Dataset rows »
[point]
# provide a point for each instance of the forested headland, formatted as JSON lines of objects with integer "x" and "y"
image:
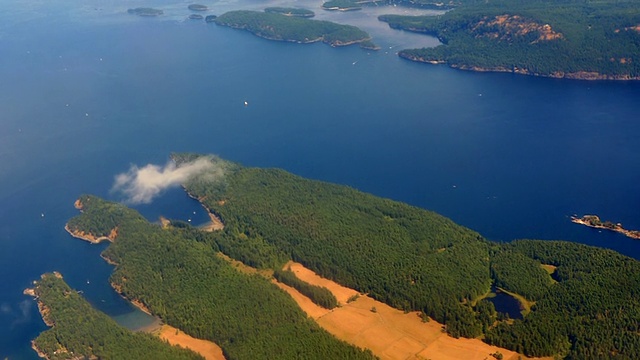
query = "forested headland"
{"x": 595, "y": 40}
{"x": 176, "y": 274}
{"x": 290, "y": 11}
{"x": 78, "y": 331}
{"x": 414, "y": 259}
{"x": 584, "y": 301}
{"x": 273, "y": 25}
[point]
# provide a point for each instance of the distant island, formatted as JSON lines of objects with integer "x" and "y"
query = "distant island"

What you are asked to do »
Please convert every line of the listing above into a Markdown table with the columns "Row" and "Text", numbering each row and skipping blank lines. Leave the pictures out.

Expected answer »
| Row | Text |
|---|---|
| 1 | [point] |
| 2 | # provide a point for each instance of the forested headland, formatted as JSON lines of objects with integer "x" and "y" |
| 3 | image: |
| 4 | query = "forested headland" |
| 5 | {"x": 595, "y": 40} |
| 6 | {"x": 176, "y": 274} |
| 7 | {"x": 290, "y": 11} |
| 8 | {"x": 78, "y": 331} |
| 9 | {"x": 414, "y": 259} |
| 10 | {"x": 584, "y": 301} |
| 11 | {"x": 273, "y": 25} |
| 12 | [point] |
| 13 | # provide a point for each instance of the distant island, formatted as JSON lines of objects with integer "x" and "y" |
| 14 | query = "distant island" |